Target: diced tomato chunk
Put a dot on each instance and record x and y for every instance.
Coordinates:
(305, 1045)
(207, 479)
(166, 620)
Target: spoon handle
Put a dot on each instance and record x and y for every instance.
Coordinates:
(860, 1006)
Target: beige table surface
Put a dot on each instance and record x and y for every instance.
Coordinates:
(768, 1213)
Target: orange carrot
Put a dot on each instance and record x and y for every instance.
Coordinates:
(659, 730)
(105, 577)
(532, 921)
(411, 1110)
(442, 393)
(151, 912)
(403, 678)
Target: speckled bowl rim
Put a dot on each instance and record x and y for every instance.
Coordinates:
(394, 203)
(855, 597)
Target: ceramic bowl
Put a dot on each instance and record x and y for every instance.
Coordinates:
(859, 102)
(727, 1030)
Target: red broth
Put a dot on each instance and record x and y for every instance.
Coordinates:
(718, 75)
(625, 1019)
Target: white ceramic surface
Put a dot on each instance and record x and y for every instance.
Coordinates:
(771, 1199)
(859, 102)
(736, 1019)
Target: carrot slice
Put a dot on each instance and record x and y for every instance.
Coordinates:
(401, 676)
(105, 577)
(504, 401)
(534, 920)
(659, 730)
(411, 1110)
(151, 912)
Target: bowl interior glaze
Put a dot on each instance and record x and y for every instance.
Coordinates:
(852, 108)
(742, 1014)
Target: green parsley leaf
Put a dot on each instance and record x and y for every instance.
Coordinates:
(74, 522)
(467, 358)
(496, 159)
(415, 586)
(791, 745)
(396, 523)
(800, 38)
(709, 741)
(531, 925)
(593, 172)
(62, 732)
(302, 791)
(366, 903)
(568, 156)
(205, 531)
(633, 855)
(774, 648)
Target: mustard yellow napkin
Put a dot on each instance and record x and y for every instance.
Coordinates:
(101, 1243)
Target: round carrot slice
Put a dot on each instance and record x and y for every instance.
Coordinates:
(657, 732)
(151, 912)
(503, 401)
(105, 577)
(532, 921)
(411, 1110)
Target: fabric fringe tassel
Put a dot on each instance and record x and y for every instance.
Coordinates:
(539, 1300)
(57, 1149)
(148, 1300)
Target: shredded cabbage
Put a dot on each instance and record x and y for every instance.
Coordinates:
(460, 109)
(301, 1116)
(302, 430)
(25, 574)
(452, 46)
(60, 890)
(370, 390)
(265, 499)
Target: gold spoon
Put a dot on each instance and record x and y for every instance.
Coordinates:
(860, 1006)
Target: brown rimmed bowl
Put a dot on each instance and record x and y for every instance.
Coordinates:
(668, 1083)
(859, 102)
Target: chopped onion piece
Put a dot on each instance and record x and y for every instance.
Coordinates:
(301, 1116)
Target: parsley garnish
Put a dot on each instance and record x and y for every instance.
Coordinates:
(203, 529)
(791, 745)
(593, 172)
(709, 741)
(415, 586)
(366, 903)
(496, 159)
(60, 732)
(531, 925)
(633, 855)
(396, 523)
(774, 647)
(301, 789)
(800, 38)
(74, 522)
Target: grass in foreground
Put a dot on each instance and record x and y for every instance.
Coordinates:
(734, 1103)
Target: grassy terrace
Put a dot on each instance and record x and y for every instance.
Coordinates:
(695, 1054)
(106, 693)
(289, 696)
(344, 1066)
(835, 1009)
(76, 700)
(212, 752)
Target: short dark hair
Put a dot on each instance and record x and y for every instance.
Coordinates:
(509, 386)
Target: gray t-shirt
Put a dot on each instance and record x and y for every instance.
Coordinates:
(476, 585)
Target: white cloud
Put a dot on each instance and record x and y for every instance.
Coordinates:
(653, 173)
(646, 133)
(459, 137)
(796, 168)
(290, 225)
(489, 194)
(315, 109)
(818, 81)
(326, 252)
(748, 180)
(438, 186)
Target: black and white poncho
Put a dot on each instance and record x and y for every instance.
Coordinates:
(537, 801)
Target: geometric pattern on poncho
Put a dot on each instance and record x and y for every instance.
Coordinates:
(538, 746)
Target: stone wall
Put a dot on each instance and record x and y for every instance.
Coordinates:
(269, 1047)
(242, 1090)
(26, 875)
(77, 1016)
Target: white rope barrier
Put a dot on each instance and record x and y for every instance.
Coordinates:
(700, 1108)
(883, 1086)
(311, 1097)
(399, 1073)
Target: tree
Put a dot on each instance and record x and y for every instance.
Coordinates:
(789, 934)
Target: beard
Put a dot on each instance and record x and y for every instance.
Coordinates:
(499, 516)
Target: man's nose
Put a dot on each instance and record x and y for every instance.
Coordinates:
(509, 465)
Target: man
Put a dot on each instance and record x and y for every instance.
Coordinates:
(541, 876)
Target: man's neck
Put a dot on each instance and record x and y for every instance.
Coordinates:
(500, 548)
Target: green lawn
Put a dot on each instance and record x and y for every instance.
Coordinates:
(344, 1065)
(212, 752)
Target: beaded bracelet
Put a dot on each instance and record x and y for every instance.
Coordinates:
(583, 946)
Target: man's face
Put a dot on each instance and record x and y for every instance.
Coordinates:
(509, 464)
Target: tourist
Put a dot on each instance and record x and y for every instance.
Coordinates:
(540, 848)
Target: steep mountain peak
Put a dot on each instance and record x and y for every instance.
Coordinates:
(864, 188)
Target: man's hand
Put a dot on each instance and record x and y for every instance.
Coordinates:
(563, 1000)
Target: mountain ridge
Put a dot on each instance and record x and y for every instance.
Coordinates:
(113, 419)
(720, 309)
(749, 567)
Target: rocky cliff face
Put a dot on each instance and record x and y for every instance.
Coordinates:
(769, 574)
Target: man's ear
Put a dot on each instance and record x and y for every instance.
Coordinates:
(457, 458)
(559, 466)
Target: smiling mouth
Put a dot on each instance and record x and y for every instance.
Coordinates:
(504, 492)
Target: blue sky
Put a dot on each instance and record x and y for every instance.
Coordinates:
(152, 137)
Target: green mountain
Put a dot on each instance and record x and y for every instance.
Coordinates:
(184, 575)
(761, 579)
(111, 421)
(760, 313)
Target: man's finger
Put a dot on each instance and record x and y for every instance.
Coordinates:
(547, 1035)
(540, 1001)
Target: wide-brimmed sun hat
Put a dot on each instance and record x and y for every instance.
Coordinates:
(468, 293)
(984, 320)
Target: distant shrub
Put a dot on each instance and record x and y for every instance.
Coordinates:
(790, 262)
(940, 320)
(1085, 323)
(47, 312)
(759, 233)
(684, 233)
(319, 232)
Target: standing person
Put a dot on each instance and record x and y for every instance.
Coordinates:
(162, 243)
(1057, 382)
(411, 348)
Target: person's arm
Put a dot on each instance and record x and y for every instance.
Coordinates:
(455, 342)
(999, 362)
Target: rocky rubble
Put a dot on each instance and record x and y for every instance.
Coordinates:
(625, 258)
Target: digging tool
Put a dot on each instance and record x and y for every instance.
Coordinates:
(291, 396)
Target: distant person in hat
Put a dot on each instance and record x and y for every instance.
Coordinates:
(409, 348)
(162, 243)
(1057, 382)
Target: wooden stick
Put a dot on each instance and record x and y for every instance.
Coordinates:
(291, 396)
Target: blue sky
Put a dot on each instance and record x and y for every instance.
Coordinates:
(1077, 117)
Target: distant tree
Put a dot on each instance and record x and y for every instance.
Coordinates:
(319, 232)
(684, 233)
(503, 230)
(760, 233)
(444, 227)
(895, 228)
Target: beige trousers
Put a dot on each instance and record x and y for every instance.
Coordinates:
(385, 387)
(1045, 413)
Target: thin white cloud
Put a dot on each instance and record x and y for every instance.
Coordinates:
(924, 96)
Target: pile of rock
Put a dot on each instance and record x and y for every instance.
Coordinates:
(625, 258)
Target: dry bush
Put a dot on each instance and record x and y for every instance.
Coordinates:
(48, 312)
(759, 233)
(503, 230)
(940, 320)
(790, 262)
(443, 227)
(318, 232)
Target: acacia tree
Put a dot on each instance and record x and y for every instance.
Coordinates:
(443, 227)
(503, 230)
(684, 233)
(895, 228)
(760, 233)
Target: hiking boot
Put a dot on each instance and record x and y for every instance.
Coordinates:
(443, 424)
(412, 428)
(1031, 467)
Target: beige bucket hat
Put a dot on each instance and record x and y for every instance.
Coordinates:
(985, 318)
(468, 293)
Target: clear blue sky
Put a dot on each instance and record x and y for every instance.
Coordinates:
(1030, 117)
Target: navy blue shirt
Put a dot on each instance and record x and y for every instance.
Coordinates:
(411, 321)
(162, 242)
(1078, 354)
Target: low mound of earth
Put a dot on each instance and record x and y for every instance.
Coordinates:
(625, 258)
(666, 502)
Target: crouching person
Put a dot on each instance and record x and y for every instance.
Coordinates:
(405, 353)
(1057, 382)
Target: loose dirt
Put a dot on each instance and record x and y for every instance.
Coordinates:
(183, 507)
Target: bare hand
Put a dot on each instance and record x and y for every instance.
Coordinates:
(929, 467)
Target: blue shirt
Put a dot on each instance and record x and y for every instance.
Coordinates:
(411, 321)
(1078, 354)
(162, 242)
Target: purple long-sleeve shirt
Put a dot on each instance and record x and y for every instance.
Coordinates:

_What to do_: Lines from the records above that hold "person" are the ones to list.

_Output for this task_:
Target: standing person
Target: person's arm
Target: distant person in hat
Target: crouching person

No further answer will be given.